>> START AVAILABLE RECORDS

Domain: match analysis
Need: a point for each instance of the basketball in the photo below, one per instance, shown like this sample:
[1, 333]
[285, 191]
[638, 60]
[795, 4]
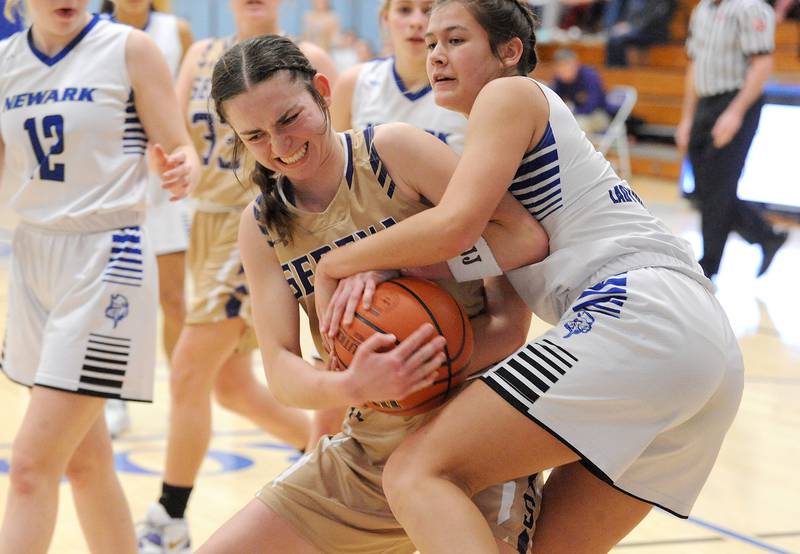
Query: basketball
[399, 307]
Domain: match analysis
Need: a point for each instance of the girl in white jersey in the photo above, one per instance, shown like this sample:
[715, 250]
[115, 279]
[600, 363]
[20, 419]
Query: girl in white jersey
[321, 189]
[167, 221]
[80, 98]
[629, 396]
[215, 347]
[396, 88]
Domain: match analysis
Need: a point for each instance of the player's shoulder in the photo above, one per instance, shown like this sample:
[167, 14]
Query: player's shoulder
[349, 76]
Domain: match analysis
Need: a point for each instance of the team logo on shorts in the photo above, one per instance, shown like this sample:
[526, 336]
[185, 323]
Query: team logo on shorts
[581, 324]
[117, 309]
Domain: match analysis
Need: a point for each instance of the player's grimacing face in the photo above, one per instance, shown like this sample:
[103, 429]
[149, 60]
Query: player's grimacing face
[61, 17]
[281, 125]
[460, 60]
[266, 9]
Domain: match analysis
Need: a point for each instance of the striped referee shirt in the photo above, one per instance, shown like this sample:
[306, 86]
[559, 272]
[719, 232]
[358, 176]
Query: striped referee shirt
[723, 35]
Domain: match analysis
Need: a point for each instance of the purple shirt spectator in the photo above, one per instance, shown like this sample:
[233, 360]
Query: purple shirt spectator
[584, 93]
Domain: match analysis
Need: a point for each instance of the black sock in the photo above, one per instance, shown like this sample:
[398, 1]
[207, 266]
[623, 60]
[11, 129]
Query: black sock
[174, 499]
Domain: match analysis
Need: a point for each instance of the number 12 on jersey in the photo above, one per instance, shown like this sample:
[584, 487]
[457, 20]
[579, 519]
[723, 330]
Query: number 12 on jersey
[52, 129]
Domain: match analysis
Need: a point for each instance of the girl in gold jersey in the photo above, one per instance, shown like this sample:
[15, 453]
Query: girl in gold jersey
[321, 189]
[214, 349]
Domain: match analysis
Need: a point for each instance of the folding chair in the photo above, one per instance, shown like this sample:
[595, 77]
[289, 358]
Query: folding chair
[616, 136]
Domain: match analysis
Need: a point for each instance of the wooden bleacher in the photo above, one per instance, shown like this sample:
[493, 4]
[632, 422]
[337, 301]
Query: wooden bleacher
[659, 76]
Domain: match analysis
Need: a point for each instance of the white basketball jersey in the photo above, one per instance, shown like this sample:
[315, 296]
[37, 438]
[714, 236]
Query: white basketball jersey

>> END AVAILABLE RECORDS

Extract each line of the entries above in which the word "shorts" appears.

Need: a point for each instance of the team logo on shorts in the photo above, one per instance, shown like this sample:
Query: team logo on shorts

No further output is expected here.